**Task goal:**
Write the next part of the article on growing brains through artificial embryogeny, picking up right after its final sentence.

**Provided passage:**
--- START ---

Growing Brains: Artificial Embryogeny

Johanna Appel · Published in Towards Data Science · 14 min read
.
March 24, 2022
Chemical signaling: Cell gets input B, produces A, produces C, which enable production of much more B, which enables production of D which disables production of B
Graphic by author

The path to artificial general intelligence is still not understood very well. Today’s mainstream approach of designing networks by hand and training them via backprop is good for very specific tasks. What it doesn’t do very well, however, is act as a petri dish for a more universal kind of intelligence. Manually designing brains, after all, is ultimately limited by our understanding of the structures they consist of. So we as the designers are the bottleneck.

In past articles, I have looked into different learning techniques that remove this bottleneck by adapting the network topology automatically. An example for this is the deep-dive into the Cascade-Correlation learning architecture, which iteratively adds and trains new neurons as part of its learning algorithm.

In my last article, I explored another technique called Neuroevolution, a stochastic optimization approach based on evolutionary principles copied from nature. This approach in particular is interesting in the context of creating an artificial general intelligence (AGI) because the same principles created us, i.e. including our brains. In other words, to date, this is the only algorithm known to have the potential for creating an AGI. Yet, how it works is quite simple:

  1. Encode your network in some genetic encoding
  2. Create a set of randomized genomes (i.e. randomized nets)
  3. Express the genes (i.e. re-create the actual network and/or its parameters) and test it on the target problem
  4. Select some of the best performing individuals
  5. Mix them up and introduce changes to their genes (random to a certain degree), creating a new set of genomes, and re-iterate the whole process from step 3

Generally speaking, we want evolutionary process to be stable and exploitative (i.e. slow and local) enough not to loose good solutions again randomly in the process, but also exploratory enough to find good solutions in few generations (as fast as possible).

This can be influenced in part by how the selection of the ‘fittest’ happens, by the algorithms used to introduce random changes to the genome, and, crucially, by the genetic encoding.

From neuroevolution to artifical embryogeny

From what we have looked at in the neuroevolution article, one baffling aspect stood out: As Stanley et al. mention in [1], the genetic encoding can bias evolution in unpredictable ways if it is done indirectly.

--- END ---

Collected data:
--- START ---

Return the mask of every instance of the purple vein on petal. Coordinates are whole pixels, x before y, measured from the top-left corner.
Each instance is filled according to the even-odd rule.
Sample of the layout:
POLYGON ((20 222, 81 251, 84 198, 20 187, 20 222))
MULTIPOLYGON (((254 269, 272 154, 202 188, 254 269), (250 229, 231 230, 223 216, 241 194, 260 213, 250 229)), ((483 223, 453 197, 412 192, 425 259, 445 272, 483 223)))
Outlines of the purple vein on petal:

--- END ---

**Output below:**
Indirectly here means that it doesn’t directly specify which neurons are connected and how strongly, etc. but instead only gives compact instructions on how to grow or construct the network from a given seed according to given rules. Which is very similar, in fact, to how human brains develop: From a single cell to a complex network structure.

Bias means that how the network is grown could either increase or decrease the chance of stumbling upon a well-optimized (more intelligent) network in the process of evolution.

This is reason enough for researchers to explore this space of artificial embryogeny (or artificial development), so let’s use this article to understand how ‘brains’ can potentially be grown more literally than you might have expected.

NB: To follow this article, you should understand what artificial neural nets are. I would also recommend skimming the article on Neuroevolution to understand the foundations before diving even deeper.

Why bother with indirect encodings?

As mentioned, the research on the effects of indirect genetic encodings is relatively thin. Besides Stanley’s taxonomy of the field of artificial embryogeny from 2003 [2], I could not really find a comprehensive study on how different aspects of indirect genetic encodings affect or bias the evolutionary processes. If there is no conclusive research in this area, then this means we do not yet fully understand these aspects and we do not have a theory that can be tested. Which begs the question: Why bother with this at all?

I mentioned already that evolution needs to have balance between exploration and exploitation to be a viable optimization method. As far as I can see, an indirect encoding could influence this beneficially in the following ways:

  1. Search Space Reduction: It can reduce the amount possible network architectures that can or need to be tested.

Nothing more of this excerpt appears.